┌──

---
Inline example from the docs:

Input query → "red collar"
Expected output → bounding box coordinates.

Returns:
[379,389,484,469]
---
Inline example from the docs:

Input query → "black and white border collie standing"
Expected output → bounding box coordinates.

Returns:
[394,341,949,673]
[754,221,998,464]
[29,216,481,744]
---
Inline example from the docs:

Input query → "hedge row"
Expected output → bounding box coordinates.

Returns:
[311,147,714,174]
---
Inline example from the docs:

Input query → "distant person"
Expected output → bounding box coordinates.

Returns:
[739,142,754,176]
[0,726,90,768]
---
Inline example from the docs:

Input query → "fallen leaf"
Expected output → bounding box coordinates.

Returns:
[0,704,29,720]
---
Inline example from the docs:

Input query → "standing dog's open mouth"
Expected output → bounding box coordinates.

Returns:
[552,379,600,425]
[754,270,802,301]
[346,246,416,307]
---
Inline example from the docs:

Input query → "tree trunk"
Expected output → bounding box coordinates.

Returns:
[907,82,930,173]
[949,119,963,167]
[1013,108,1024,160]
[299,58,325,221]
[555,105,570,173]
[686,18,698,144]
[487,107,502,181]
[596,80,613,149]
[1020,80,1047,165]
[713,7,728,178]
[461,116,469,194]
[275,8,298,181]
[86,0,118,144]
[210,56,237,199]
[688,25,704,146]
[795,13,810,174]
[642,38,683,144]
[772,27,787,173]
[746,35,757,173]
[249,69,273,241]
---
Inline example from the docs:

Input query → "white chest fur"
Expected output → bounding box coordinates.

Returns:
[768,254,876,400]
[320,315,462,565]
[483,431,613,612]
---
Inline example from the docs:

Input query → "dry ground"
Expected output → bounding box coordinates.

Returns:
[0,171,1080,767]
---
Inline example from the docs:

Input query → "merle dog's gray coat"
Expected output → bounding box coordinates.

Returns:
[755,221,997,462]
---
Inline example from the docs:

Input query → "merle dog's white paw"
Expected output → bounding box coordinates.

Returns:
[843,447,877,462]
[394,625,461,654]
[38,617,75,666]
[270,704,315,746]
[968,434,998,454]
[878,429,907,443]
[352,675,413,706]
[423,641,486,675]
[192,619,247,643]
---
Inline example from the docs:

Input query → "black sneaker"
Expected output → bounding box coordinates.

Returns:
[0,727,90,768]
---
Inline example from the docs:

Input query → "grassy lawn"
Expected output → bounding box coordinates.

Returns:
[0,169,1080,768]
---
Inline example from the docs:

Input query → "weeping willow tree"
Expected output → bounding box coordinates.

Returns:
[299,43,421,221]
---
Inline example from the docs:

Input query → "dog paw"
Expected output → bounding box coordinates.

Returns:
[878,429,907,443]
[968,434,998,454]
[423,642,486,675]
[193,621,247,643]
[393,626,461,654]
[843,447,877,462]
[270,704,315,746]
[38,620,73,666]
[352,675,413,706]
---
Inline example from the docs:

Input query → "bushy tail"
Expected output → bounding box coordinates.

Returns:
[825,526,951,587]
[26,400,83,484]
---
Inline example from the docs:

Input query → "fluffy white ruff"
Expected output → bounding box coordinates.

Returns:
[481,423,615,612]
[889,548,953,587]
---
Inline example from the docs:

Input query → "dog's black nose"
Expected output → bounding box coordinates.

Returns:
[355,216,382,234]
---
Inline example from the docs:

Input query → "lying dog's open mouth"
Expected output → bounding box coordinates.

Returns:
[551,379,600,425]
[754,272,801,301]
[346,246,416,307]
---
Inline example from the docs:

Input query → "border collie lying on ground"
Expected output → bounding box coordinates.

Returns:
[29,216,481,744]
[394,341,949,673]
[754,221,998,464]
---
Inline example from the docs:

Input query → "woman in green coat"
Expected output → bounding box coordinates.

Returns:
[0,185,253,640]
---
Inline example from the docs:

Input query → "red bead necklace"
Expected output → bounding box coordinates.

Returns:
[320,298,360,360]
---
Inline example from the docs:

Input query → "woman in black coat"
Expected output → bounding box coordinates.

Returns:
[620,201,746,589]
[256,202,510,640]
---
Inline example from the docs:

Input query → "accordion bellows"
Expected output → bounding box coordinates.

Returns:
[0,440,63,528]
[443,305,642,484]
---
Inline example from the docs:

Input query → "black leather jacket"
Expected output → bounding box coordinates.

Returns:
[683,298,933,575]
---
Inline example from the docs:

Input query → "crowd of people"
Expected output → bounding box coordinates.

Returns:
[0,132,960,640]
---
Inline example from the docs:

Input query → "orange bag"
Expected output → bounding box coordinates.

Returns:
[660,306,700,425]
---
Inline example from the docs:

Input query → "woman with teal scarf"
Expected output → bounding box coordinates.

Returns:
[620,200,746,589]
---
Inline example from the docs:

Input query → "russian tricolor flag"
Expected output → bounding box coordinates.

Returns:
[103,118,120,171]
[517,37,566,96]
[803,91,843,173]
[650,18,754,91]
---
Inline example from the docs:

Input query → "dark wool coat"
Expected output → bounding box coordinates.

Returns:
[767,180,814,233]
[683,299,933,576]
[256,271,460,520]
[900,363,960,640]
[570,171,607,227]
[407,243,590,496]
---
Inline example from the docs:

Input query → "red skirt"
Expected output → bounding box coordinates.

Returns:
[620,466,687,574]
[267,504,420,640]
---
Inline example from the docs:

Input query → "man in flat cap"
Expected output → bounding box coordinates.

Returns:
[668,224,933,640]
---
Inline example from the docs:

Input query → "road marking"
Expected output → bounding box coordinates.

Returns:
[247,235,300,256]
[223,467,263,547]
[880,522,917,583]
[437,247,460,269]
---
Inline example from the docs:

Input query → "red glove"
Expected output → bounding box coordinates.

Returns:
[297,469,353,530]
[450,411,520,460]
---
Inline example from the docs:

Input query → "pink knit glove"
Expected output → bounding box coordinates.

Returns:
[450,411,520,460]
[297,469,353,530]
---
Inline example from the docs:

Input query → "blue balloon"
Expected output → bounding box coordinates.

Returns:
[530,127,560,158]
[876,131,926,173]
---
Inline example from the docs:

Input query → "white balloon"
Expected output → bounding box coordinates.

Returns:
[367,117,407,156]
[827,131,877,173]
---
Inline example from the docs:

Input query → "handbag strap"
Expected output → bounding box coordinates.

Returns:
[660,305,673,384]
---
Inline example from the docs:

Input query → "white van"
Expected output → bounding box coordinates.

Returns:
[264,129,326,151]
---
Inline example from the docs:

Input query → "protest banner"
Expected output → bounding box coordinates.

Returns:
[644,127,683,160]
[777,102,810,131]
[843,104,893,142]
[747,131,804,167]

└──

=== PROBLEM DESCRIPTION ===
Pull every line from the material above that contains the string "tree". Treat uppercase and lowercase as different.

=== REPLY ===
Input query → "tree trunk"
Input query → "weeping willow tree"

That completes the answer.